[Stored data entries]

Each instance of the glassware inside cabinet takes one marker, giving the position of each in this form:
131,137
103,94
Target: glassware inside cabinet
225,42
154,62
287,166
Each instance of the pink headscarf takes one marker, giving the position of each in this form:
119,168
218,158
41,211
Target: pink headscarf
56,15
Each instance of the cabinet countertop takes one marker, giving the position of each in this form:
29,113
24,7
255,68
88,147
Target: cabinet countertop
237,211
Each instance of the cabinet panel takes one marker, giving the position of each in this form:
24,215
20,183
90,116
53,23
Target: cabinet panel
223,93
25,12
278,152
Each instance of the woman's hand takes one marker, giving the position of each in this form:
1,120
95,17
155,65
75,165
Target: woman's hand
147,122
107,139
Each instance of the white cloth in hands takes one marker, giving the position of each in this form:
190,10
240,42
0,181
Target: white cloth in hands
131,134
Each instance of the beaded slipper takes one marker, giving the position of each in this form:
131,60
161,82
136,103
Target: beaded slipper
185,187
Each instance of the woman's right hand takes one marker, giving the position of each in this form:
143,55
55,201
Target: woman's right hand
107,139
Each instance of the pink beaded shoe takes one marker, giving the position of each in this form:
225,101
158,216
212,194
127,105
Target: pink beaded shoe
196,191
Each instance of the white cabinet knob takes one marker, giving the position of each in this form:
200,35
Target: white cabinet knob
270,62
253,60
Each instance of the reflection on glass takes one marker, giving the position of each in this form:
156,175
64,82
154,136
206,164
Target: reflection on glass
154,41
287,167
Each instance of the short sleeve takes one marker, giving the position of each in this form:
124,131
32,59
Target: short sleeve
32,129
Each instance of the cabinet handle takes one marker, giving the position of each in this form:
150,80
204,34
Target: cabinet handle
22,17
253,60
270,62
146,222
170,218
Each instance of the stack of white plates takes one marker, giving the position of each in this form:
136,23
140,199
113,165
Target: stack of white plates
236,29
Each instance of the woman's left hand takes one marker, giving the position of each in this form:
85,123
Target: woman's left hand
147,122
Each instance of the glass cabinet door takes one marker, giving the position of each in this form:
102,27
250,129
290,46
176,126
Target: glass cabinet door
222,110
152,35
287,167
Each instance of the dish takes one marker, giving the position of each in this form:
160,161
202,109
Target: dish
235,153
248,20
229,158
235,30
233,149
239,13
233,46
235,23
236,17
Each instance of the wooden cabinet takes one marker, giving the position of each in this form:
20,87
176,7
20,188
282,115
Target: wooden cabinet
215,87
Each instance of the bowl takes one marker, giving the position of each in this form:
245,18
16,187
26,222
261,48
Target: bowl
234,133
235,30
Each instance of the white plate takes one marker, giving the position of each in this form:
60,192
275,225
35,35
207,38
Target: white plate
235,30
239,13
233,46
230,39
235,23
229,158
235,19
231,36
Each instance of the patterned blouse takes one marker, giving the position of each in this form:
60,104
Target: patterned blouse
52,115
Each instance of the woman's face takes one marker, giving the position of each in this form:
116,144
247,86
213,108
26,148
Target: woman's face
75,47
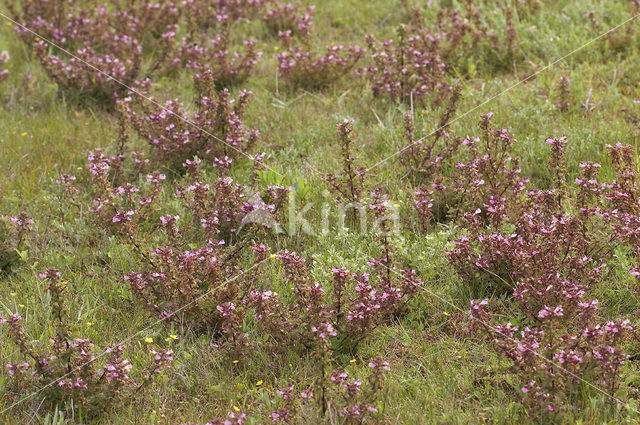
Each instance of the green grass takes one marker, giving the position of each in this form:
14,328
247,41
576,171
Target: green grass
438,375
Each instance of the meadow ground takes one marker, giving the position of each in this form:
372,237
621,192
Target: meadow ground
441,370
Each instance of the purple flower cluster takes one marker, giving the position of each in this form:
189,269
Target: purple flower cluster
4,73
111,41
300,66
229,68
215,130
287,17
356,304
82,382
355,401
409,68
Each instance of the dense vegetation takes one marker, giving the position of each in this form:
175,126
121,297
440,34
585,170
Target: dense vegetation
367,211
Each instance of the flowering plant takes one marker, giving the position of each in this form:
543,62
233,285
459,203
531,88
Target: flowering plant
68,370
215,130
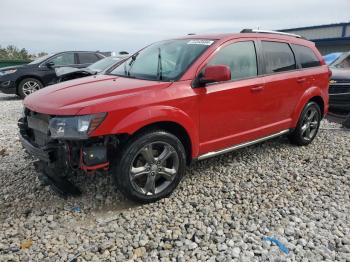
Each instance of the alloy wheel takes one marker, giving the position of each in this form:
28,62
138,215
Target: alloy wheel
154,168
30,87
310,124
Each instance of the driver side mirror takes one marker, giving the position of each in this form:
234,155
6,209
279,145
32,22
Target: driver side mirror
50,64
215,73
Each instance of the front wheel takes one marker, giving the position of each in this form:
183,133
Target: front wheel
28,86
150,166
308,125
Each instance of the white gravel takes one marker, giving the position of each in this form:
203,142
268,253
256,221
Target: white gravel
221,211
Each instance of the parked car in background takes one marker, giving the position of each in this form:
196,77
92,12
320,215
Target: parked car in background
176,101
25,79
339,86
100,67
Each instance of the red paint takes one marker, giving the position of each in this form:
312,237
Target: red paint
215,116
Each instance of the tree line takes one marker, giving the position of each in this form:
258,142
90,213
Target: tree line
12,52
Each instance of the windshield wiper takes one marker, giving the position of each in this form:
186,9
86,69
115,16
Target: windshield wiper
160,68
133,58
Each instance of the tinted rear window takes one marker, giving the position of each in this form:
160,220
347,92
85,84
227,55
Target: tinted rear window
88,58
278,57
306,56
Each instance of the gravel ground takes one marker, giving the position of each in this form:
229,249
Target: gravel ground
221,211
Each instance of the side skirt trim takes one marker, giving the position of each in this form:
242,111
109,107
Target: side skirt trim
235,147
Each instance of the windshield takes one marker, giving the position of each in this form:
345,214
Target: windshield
166,60
39,60
104,63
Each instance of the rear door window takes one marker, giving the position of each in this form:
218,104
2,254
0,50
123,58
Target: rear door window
306,56
240,57
88,58
278,56
63,59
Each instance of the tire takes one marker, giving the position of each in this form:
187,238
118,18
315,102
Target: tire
150,166
308,125
28,86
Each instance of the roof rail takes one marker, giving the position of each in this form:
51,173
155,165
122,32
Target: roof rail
269,32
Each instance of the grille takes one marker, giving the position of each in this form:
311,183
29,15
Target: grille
38,125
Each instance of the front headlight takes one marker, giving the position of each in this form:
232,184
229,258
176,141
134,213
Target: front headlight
75,127
7,72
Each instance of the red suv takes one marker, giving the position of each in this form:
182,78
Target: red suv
176,101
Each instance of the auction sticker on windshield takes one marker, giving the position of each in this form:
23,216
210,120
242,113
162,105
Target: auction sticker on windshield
200,42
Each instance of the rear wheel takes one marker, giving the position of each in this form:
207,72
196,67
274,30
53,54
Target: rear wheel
150,166
28,86
308,125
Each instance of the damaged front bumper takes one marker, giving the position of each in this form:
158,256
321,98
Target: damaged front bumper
59,158
84,154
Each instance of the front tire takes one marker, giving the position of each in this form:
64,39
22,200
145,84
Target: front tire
28,86
308,125
150,166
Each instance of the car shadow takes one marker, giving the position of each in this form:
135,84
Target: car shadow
9,98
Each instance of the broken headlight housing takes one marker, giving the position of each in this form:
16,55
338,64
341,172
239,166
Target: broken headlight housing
75,127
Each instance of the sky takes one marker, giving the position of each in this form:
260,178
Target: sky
114,25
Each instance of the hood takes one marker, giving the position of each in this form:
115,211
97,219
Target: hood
89,93
64,71
340,73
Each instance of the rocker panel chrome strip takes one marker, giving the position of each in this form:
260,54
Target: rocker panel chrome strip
235,147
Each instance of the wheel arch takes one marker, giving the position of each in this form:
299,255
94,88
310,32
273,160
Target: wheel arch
21,78
172,120
312,94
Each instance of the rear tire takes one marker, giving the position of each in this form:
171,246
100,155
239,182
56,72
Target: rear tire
150,166
308,125
28,86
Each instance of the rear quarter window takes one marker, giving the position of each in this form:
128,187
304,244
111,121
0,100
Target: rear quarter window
305,56
278,57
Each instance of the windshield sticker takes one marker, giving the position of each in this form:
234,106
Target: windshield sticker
200,42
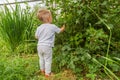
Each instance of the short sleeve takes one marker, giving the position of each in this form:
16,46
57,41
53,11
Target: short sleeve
56,29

Instruction » Transcribe the records verbatim and omit the images.

Result »
Each instance of the glassware inside cabinet takes one marker, giving the position of each in this form:
131,137
103,94
Target: glassware inside cabinet
225,42
154,62
287,166
Each instance of the pink headscarf takes one marker, giving the position of each in this form:
119,168
218,158
41,211
Target: pink headscarf
56,15
Each instance of the cabinet countertop takes one marker, giving the position of each in this form:
29,113
24,7
255,68
88,147
Target: cabinet countertop
237,211
Each instance of the cabinet panel takes one marker, giving the position of each in this form:
24,215
20,183
90,116
53,23
Target: cabinet panel
223,93
25,12
278,152
Each instance of the woman's hand takes one marker, giving the position of each in this form:
1,120
95,17
155,65
75,165
Target: woman's hand
147,122
107,139
Each instance of the white cloth in hands takes one marker, giving the position of each in this form:
190,10
240,42
0,181
Target: white cloth in hands
131,134
Each instance of the beaded slipper takes one marker, giving the position of each in this form:
131,60
161,82
136,103
Target: beaded slipper
185,187
Each instance of the woman's right hand takes one marker, giving the position of each in this form:
143,55
55,201
Target: woman's right hand
107,139
Each instance of the pink beaded shoe takes one marker, giving the position of each in this form:
225,101
158,216
212,194
127,105
Target: pink beaded shoe
196,191
Each instance of the white cabinet knob takes one marker, giving the position of each in this form:
200,35
Target: white cabinet knob
270,62
253,60
Each instance of the reflection on glass takes one marker, giving the position of each in this form:
156,175
64,82
154,136
206,164
Target: reflection on glass
154,41
287,167
Each instance of the short sleeve takes one marker, giving the position of each in this form:
124,131
32,59
Target: short sleeve
32,129
Each instance of the cabinet handle takes one marker, giving the position of each in this form:
150,80
204,34
Target: cabinet handle
22,17
253,60
270,62
146,222
170,218
Each instance of the stack of white plates takes one marker, giving the position of each in this form:
136,23
140,199
113,165
Target: stack of white plates
236,29
Each instance of the woman's left hand takes one marker, giving the position of each in this form:
85,123
Target: woman's left hand
147,122
Each instance of the glass cabinet door takes one marker, giving the position of each in this form:
102,27
250,129
290,46
176,126
Target: glass cabinet door
222,110
152,35
287,167
Each instance of the dish takes one marker, giving the position of each in this form:
160,161
202,109
Target: dish
235,153
248,20
229,158
235,30
233,149
239,13
233,46
235,23
236,17
Each instance of the wooden cabinet takes one marker, giving the position of each in this form:
20,87
176,7
20,188
282,115
Target: wooden cabinet
215,87
Each instance of the bowl takes one marker, giving the position of each in this form:
245,18
16,187
26,222
261,48
Target: bowl
234,133
235,30
Each instance of the white plate takes one marker, giving the position of each in this form:
60,192
275,225
35,35
207,38
Target: white plate
235,30
239,13
233,46
230,39
235,23
229,158
235,19
231,36
Each instance of the patterned blouse takes one marker, giving the position of each in this form:
60,104
Target: patterned blouse
52,115
Each instance of the woman's face takes one marker, giving the position of each in this form:
116,144
247,86
213,108
26,148
Target: woman's face
75,47
Each instance of the green grass takes one marker, giving the position of each in this form:
14,328
247,41
576,171
Target: green grass
438,375
Each instance of the meadow ground takes one marker, giving the position of each in this form:
372,237
621,192
Target: meadow ground
441,370
Each instance of the purple flower cluster takes one marker, giving the position of each in this form:
189,269
Target: purple flower cluster
4,73
111,41
300,66
229,68
215,130
287,17
356,304
82,382
355,401
409,68
Each instance of the dense vegetation takes one marker, giving the position of each in this form:
175,126
121,297
440,34
585,170
Target: dense vegetation
367,211
Each instance of the flowering plant takes one marker, giving the position of each in this form:
543,62
233,285
459,203
531,88
Target: flowering plant
68,370
215,130
Each instance of the alloy wheel takes one marker, giving the position of each in this form:
28,62
138,215
Target: alloy wheel
154,168
30,87
310,124
Each instance of the driver side mirror takes one marker, giving the position of each in this form:
234,155
6,209
279,145
32,22
Target: driver side mirror
50,64
215,73
Each instance of the front wheel takes one marker, giving the position of each in this form:
183,133
Target: front wheel
28,86
150,166
308,125
Each instance of the white gravel takes one marker, giving the position of each in this form:
203,142
268,253
256,221
Target: white gravel
221,211
Each instance of the parked car in background takes one marker, giving the position of each in this form:
196,77
92,12
320,215
Target: parked car in background
176,101
25,79
339,86
100,67
Each instance of the red paint takes one marker, giving the position of each in this form:
312,237
Target: red paint
215,116
Each instance of the tree line takes one marker, giving the position of each in this form:
258,142
90,213
Target: tree line
12,52
Each instance of the windshield wiper takes one marker, giving the position of each in this form:
186,9
86,69
115,16
Target: windshield wiper
160,68
133,58
Each instance of the tinted rear window takes one marker, giving the position of each in this form:
160,220
347,92
85,84
227,55
Target: tinted rear window
88,58
278,57
306,56
Each instance of the gravel ground takes one marker, giving the position of each in this form:
229,249
Target: gravel ground
221,211
Each instance of the side skirt trim takes one marker, giving the position of each in this form:
242,111
109,107
Target: side skirt trim
235,147
Each instance of the windshield takes one marker, giving the position of each in this form:
345,214
Target: windshield
166,60
39,60
104,63
Each instance of the rear door window takes one marker, giving the position of each in this form:
218,104
2,254
0,50
123,58
Target: rear door window
306,56
240,57
88,58
278,56
63,59
Each instance of the tire takes one marker, giving the position of each in this form:
187,238
118,18
315,102
Target: tire
150,166
308,125
28,86
Each instance of the roof rail takes one marker, giving the position of each in this form:
51,173
155,165
122,32
Target: roof rail
269,32
Each instance of the grille takes one marker, giving the position of each in this form:
311,183
29,15
Target: grille
38,125
Each instance of the front headlight takes one marker, giving the position of each in this form:
232,184
229,258
176,141
134,213
Target: front headlight
75,127
7,72
Each instance of the red suv takes one marker, giving the position of each in this form:
182,78
Target: red suv
176,101
Each instance of the auction sticker on windshield takes one marker, giving the position of each in this form:
23,216
210,120
242,113
162,105
Target: auction sticker on windshield
200,42
Each instance of the rear wheel takes one marker, giving the position of each in this form:
207,72
196,67
274,30
53,54
Target: rear wheel
150,166
28,86
308,125
Each instance of the damaged front bumper takes one marker, giving the position of each in this form:
158,256
321,98
Target: damaged front bumper
59,158
84,154
Each instance of the front tire takes one marker, giving the position of each in this form:
64,39
22,200
145,84
Target: front tire
28,86
308,125
150,166
Each instance of the car shadow takes one marker, giving the position of each in this form:
135,84
Target: car shadow
9,98
Each instance of the broken headlight housing takes one marker, giving the position of each in this form:
16,55
338,64
341,172
239,166
Target: broken headlight housing
75,127
Each instance of the sky takes one marker, giving the position of each in this form:
260,178
Target: sky
114,25
Each instance of the hood takes one marker, giving the position of each in this form:
115,211
97,219
Target: hood
89,93
64,71
340,73
Each instance of the rocker panel chrome strip takes one marker, giving the position of each in this form:
260,54
Target: rocker panel chrome strip
235,147
Each instance of the wheel arch takes one marker, giving the position of each in this form:
299,255
94,88
310,32
273,160
Target: wheel arch
21,78
172,120
312,94
Each instance of the rear tire takes one marker, giving the position of each in this form:
171,246
100,155
239,182
56,72
Target: rear tire
150,166
308,125
28,86
Each instance of the rear quarter window takes one marker, giving the position of each in this form:
128,187
304,244
111,121
0,100
Target: rear quarter window
305,56
278,57
Each instance of the windshield sticker takes one marker, giving the position of each in this form:
234,106
Target: windshield sticker
200,42
Each instance of the short sleeve takes one marker, giving the position of each in this form:
16,46
57,41
53,11
Target: short sleeve
56,29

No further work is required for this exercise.